THE TASK>
Convert the rows below into a numbered list with one line per item, leaving out any blank lines.
-- Start DATA ROWS --
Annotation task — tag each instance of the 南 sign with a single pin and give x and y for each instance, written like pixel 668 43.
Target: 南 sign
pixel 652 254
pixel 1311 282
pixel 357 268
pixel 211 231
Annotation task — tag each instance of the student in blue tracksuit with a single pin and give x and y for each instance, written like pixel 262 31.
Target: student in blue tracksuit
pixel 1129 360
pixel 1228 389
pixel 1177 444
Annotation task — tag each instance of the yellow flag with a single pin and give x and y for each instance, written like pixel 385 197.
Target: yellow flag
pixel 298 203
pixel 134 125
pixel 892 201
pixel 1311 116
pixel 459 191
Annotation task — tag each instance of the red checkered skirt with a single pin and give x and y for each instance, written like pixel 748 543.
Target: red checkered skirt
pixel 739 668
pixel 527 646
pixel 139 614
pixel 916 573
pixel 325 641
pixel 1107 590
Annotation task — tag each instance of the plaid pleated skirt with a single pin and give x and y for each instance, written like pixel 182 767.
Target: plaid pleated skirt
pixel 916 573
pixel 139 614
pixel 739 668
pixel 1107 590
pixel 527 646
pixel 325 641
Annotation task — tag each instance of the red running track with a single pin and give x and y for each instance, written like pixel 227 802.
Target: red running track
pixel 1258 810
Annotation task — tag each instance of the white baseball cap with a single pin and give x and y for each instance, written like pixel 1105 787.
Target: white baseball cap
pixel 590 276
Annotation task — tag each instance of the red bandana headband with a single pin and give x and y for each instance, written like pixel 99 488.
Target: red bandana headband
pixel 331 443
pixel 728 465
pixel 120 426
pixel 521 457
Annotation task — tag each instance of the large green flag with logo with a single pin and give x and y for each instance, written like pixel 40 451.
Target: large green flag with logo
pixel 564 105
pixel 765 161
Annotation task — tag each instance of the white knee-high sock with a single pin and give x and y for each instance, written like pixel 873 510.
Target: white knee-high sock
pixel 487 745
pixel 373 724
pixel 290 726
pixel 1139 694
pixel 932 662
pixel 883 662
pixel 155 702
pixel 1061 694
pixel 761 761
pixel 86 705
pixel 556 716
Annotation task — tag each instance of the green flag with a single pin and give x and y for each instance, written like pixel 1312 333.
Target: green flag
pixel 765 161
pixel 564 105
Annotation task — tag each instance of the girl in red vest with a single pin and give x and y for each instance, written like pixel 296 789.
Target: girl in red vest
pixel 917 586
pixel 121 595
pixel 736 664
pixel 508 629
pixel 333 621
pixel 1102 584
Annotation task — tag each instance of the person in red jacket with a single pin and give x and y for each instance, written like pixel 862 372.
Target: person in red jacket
-- End DATA ROWS --
WRITTEN ANSWER>
1. Annotation task — tag each instance of the 南 sign with a single pin and give x and y for each instance, written like pixel 668 43.
2. Target: 南 sign
3. pixel 652 254
4. pixel 1311 282
5. pixel 357 268
6. pixel 211 231
7. Annotation task — tag each instance of the student in blue tracksuit with a single pin and give x and y for each instance, written like pixel 262 31.
8. Target: student in blue tracksuit
9. pixel 1129 360
10. pixel 1228 389
11. pixel 1177 444
12. Annotation task — tag each instance of the yellow flag with a single pin and give x and y for each instance, written like pixel 385 197.
13. Target: yellow flag
14. pixel 298 203
15. pixel 134 125
16. pixel 892 201
17. pixel 1311 116
18. pixel 459 191
19. Annotation task — tag each instance of the red checkered skirt with a single pin and give x and y for each instance, written like pixel 748 543.
20. Target: red checkered skirt
21. pixel 739 668
22. pixel 527 646
23. pixel 139 614
24. pixel 916 573
25. pixel 325 641
26. pixel 1107 590
27. Annotation task — tag each instance of the plaid pleated skirt with a single pin and give x and y for each instance, written like pixel 182 767.
28. Target: plaid pleated skirt
29. pixel 916 573
30. pixel 139 614
31. pixel 739 668
32. pixel 1107 590
33. pixel 527 646
34. pixel 325 641
35. Annotation task — tag each instance of the red running track with a single pin and give x and y for each instance, written like pixel 227 802.
36. Target: red running track
37. pixel 1258 810
38. Annotation task — tag each instance of the white baseball cap with a single pin and give x and y for each instance, written like pixel 1105 787.
39. Target: white baseball cap
40. pixel 590 276
41. Annotation task — tag each instance of the red bandana headband with a single pin and give x and y for each instance, written like pixel 99 488.
42. Target: red bandana headband
43. pixel 331 443
44. pixel 728 465
45. pixel 120 426
46. pixel 521 457
47. Annotation task — tag each instance of the large green flag with logo with a single pin and give x and y for each instance, written like pixel 40 451.
48. Target: large green flag with logo
49. pixel 564 105
50. pixel 765 161
51. Annotation task — tag each instance of the white knee-high sock with a single pin and give x and y for each instance, written like pixel 873 510.
52. Target: white knee-high sock
53. pixel 487 745
54. pixel 373 724
55. pixel 290 726
56. pixel 1139 694
57. pixel 932 662
58. pixel 883 662
59. pixel 155 702
60. pixel 1061 694
61. pixel 761 761
62. pixel 86 705
63. pixel 556 716
64. Annotation task — tag each instance of the green flag with a single pin and give x and y for each instance, written like pixel 1312 333.
65. Target: green flag
66. pixel 765 161
67. pixel 564 105
68. Annotation task — tag each instance of the girl in red vest with a single pin and give x and y for each instance, written like pixel 296 789.
69. Target: girl in red vest
70. pixel 917 586
71. pixel 121 595
72. pixel 736 664
73. pixel 508 629
74. pixel 333 621
75. pixel 1102 584
76. Annotation task — tag each instance of the person in red jacket with a single pin and give x and y for each instance, written like pixel 862 372.
77. Target: person in red jacket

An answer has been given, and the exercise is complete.